Rescale the records from the line with "[spot] the shoe" through the end of the records, both ends included, and write those lines out again with the requests left as they are. Multiply every coordinate in the answers by 0.35 and round each to a whole number, with halves rounded up.

Material:
※

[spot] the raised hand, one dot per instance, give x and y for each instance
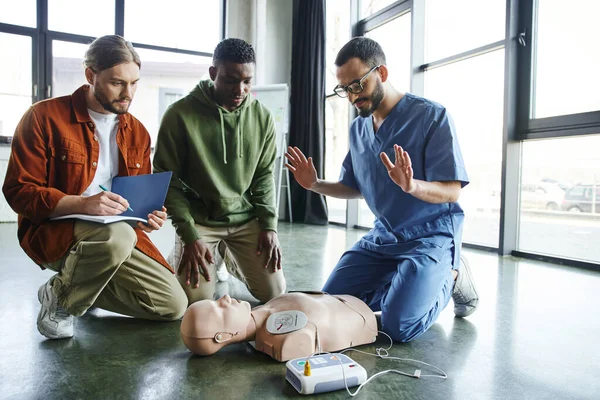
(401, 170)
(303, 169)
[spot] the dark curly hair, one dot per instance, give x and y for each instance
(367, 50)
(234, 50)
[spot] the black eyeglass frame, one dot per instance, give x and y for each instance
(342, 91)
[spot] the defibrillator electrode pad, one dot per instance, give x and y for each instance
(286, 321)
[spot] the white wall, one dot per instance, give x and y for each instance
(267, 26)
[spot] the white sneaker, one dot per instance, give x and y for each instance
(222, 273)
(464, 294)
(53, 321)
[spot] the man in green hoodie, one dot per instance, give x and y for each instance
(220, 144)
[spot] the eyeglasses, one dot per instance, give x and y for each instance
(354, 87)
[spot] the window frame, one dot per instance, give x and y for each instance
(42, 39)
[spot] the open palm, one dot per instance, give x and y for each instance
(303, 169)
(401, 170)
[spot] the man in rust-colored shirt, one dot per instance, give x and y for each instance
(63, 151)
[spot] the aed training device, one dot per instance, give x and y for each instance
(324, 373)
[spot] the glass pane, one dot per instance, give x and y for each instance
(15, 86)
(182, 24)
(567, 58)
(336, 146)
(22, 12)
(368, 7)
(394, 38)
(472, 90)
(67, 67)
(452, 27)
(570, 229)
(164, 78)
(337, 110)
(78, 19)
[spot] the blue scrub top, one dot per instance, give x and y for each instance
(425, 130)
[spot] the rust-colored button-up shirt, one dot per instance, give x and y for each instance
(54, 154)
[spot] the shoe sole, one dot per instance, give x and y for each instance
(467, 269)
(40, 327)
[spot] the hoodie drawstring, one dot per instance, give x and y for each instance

※

Task output:
[spot] the shoe sole, one dot per instance, give x and y for each instance
(163, 94)
(14, 114)
[spot] the hoodie drawstring, one dot per instance, give x and y for each instance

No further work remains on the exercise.